**Task instructions**
Copy the records below without altering a single word.

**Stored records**
== Segment start ==
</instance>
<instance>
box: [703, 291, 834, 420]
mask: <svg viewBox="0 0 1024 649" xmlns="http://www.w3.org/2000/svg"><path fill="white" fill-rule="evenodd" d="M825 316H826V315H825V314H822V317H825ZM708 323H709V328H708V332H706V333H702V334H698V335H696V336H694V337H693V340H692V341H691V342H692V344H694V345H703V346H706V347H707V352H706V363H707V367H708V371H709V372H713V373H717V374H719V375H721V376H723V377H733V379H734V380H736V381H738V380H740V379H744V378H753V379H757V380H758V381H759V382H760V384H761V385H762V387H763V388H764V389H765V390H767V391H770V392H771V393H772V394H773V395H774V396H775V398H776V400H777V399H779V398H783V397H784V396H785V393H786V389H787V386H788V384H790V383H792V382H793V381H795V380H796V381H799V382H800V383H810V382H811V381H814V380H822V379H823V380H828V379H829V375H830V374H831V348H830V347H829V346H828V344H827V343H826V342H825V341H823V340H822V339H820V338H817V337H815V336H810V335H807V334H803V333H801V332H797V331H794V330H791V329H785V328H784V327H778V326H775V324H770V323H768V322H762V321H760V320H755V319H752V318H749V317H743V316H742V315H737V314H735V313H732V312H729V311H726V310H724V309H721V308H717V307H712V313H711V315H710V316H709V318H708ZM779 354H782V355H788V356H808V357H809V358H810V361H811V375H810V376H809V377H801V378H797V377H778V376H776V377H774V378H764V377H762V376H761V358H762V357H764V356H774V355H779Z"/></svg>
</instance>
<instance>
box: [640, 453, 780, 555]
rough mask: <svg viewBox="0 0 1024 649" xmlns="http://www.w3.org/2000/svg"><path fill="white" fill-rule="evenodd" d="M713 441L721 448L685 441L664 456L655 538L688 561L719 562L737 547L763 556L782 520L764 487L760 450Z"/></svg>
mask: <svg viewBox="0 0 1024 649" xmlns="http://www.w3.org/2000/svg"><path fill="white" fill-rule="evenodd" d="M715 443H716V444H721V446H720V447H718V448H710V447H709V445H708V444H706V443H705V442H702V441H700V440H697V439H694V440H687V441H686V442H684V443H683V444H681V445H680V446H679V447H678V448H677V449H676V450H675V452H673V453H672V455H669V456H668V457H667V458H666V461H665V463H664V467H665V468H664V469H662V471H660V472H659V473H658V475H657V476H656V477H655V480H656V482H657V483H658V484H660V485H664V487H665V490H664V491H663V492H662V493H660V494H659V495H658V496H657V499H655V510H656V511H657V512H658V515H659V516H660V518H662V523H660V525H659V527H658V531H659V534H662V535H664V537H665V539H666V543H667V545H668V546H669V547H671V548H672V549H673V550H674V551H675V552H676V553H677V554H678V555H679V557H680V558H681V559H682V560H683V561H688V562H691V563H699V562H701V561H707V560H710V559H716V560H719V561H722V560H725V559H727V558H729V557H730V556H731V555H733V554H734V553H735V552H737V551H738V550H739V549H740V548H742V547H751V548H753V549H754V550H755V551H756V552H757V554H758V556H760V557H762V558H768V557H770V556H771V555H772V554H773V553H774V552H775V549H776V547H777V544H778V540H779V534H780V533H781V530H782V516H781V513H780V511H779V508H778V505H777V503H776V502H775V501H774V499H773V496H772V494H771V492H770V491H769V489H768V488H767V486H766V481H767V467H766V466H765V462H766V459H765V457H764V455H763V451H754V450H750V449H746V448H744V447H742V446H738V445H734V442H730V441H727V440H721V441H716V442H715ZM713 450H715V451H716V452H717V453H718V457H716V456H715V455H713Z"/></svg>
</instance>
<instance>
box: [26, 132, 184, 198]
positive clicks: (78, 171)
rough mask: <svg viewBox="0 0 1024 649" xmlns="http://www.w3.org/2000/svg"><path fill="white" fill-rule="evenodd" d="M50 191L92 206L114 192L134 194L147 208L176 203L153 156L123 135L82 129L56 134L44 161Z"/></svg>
== Segment end ==
**Result of the task**
</instance>
<instance>
box: [703, 291, 834, 420]
mask: <svg viewBox="0 0 1024 649" xmlns="http://www.w3.org/2000/svg"><path fill="white" fill-rule="evenodd" d="M825 316H826V315H825V314H822V317H825ZM708 323H709V328H708V332H706V333H702V334H698V335H696V336H694V337H693V340H692V341H691V342H692V344H694V345H703V346H706V347H707V352H706V363H707V367H708V371H709V372H713V373H717V374H719V375H721V376H723V377H733V379H734V380H736V381H738V380H740V379H744V378H753V379H757V380H758V381H759V382H760V384H761V385H762V387H763V388H764V389H765V390H767V391H770V392H771V393H772V394H773V395H774V396H775V398H776V400H777V399H779V398H783V397H784V396H785V393H786V389H787V386H788V384H790V383H792V382H793V381H795V380H796V381H799V382H800V383H810V382H811V381H814V380H822V379H823V380H828V379H829V375H830V374H831V348H830V347H829V346H828V344H827V343H826V342H825V341H823V340H822V339H820V338H817V337H815V336H810V335H807V334H803V333H801V332H797V331H794V330H791V329H785V328H784V327H778V326H775V324H770V323H768V322H762V321H760V320H755V319H752V318H749V317H743V316H742V315H737V314H735V313H732V312H729V311H726V310H724V309H721V308H717V307H712V313H711V315H710V316H709V318H708ZM779 354H782V355H788V356H808V357H809V358H810V361H811V375H810V376H809V377H801V378H797V377H778V376H776V377H774V378H764V377H762V376H761V358H762V357H764V356H774V355H779Z"/></svg>
</instance>
<instance>
box: [640, 453, 780, 555]
rough mask: <svg viewBox="0 0 1024 649" xmlns="http://www.w3.org/2000/svg"><path fill="white" fill-rule="evenodd" d="M713 441L721 448L685 441L664 456L655 538L688 561L719 562L737 547L763 556L782 520L764 487L760 450Z"/></svg>
mask: <svg viewBox="0 0 1024 649" xmlns="http://www.w3.org/2000/svg"><path fill="white" fill-rule="evenodd" d="M715 443H716V444H721V446H720V447H718V448H710V447H709V445H708V444H706V443H705V442H702V441H700V440H697V439H694V440H687V441H686V442H684V443H683V444H681V445H680V446H679V447H678V448H677V449H676V450H675V452H673V453H672V455H669V456H668V457H667V458H666V461H665V463H664V467H665V468H664V469H662V471H660V472H659V473H658V475H657V476H656V477H655V480H656V482H657V483H658V484H660V485H664V487H665V490H664V491H663V492H662V493H660V494H659V495H658V496H657V499H655V510H656V511H657V512H658V515H659V516H660V518H662V523H660V525H659V527H658V531H659V534H662V535H664V537H665V539H666V543H667V545H668V546H669V547H671V548H672V549H673V550H674V551H675V552H676V553H677V554H678V555H679V557H680V558H681V559H682V560H683V561H688V562H691V563H699V562H701V561H707V560H710V559H716V560H719V561H722V560H725V559H727V558H729V557H730V556H731V555H733V554H734V553H735V552H737V551H738V550H739V549H740V548H742V547H751V548H753V549H754V550H755V551H756V552H757V554H758V556H760V557H762V558H768V557H770V556H771V555H772V554H773V553H774V552H775V549H776V547H777V544H778V540H779V534H780V533H781V530H782V516H781V513H780V511H779V508H778V505H777V503H776V502H775V501H774V499H773V496H772V494H771V492H770V491H769V489H768V488H767V486H766V481H767V467H766V466H765V462H766V459H765V457H764V455H763V451H754V450H750V449H746V448H744V447H742V446H738V445H734V442H730V441H727V440H721V441H716V442H715ZM713 450H715V451H716V452H717V453H718V457H716V456H715V455H713Z"/></svg>
</instance>
<instance>
box: [26, 132, 184, 198]
positive clicks: (78, 171)
rough mask: <svg viewBox="0 0 1024 649" xmlns="http://www.w3.org/2000/svg"><path fill="white" fill-rule="evenodd" d="M50 191L92 206L114 192L134 194L147 208L176 203L153 156L123 135L82 129L56 134L44 161Z"/></svg>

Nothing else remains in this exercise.